# Requirements:
Write out the entries below word for word, without the pictures.

# Provided entries:
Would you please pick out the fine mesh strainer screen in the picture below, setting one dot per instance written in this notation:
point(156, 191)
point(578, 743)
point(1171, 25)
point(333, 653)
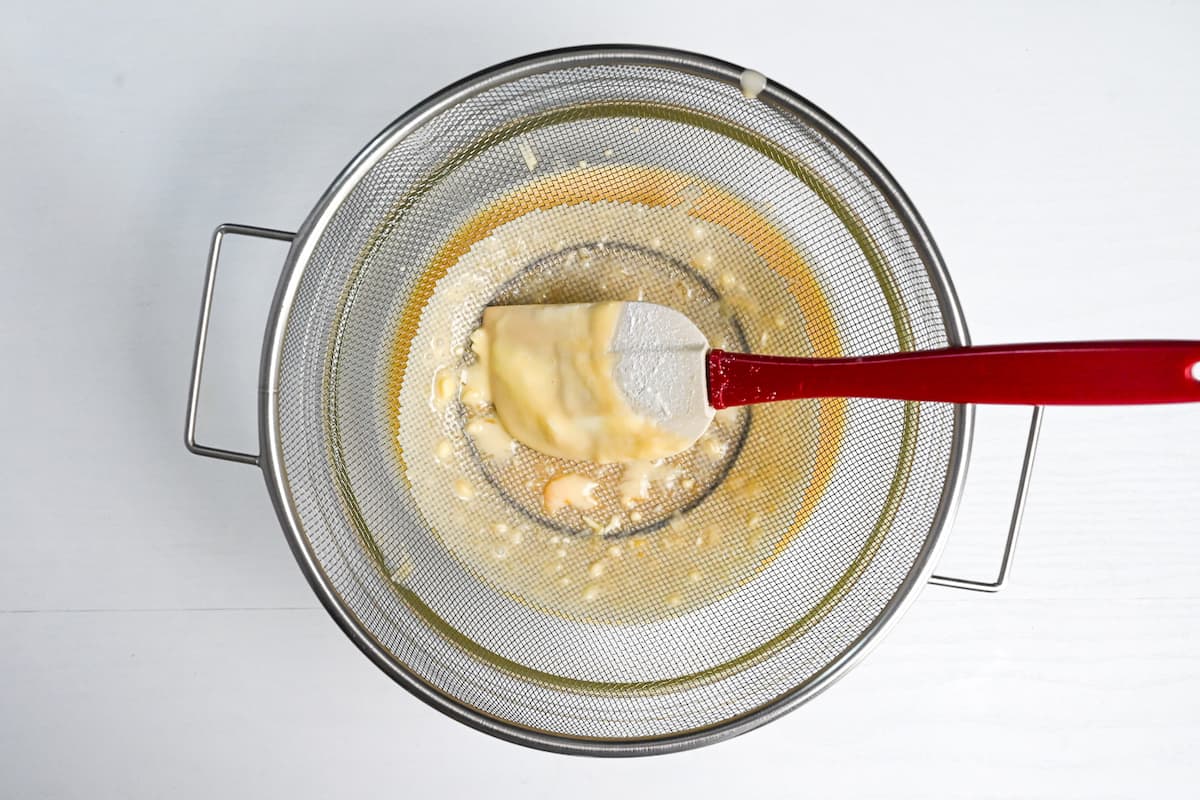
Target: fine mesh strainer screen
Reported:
point(679, 596)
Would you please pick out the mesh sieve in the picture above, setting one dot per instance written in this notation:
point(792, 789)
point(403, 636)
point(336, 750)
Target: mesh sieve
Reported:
point(754, 576)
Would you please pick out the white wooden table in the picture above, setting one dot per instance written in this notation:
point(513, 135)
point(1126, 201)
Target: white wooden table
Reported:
point(156, 638)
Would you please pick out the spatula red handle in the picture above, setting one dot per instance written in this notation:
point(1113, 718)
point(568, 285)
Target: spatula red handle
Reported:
point(1068, 373)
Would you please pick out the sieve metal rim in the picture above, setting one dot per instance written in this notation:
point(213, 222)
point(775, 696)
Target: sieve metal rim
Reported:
point(270, 445)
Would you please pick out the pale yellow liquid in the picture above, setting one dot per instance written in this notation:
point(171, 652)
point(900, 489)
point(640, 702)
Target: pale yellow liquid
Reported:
point(610, 570)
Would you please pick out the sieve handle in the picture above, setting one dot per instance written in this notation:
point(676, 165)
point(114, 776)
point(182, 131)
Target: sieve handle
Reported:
point(202, 335)
point(1014, 522)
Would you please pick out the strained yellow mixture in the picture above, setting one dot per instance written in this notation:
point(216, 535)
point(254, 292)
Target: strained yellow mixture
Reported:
point(619, 542)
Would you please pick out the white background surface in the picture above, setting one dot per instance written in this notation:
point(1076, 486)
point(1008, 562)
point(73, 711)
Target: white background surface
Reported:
point(156, 637)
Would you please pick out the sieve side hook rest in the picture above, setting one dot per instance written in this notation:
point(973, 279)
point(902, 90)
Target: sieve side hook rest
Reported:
point(202, 335)
point(1014, 525)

# Exercise result:
Would you please pick out the fine mesh strainer screen in the picture below, setting one dot per instance written in this notation:
point(156, 191)
point(578, 743)
point(1171, 25)
point(333, 653)
Target: fine mesh strainer screen
Reported:
point(679, 596)
Would you please pick out the mesh sieve in the picture above, setting one dot per instance written in this notation:
point(792, 789)
point(403, 636)
point(336, 750)
Target: mesh sieve
Reported:
point(754, 576)
Would you please pick out the white wooden table in the picture above, setting one dot per instance written in this notation:
point(513, 135)
point(1126, 201)
Target: white wooden table
Reported:
point(156, 638)
Would you please pick out the spatula red handle in the picture above, setting one dot per instance written in this notation:
point(1113, 718)
point(568, 285)
Target: spatula red handle
Reported:
point(1068, 373)
Would you please pick out the sieve metal rim in the picture above, setting one dot per instance written in this notation:
point(213, 222)
point(775, 696)
Target: sieve metal rim
Reported:
point(270, 445)
Would you please pick out the pale yellow liquid in the picture above, setting one dot per instance written in this notation:
point(171, 652)
point(900, 489)
point(640, 702)
Target: pale yellow liquid
Reported:
point(610, 570)
Would you please pick out the sieve handle in the picture above, setting one dot per instance written in this notation:
point(676, 165)
point(114, 776)
point(182, 131)
Target: sieve handle
Reported:
point(202, 335)
point(1014, 522)
Would you please pick out the strained yellow mixture in the picture above, setting one dot per instance written in this notation:
point(216, 535)
point(254, 292)
Target: strained yellow mixture
Reported:
point(619, 542)
Would you please pick out the white background surface in the picture above, setting one dot per instance written in this notation:
point(1076, 486)
point(1008, 562)
point(73, 711)
Target: white background surface
Reported:
point(156, 637)
Would you please pick out the sieve side hook rest in the picture above, setting one dot per instance written in this notation:
point(973, 279)
point(902, 90)
Target: sieve side hook rest
Reported:
point(202, 335)
point(1014, 525)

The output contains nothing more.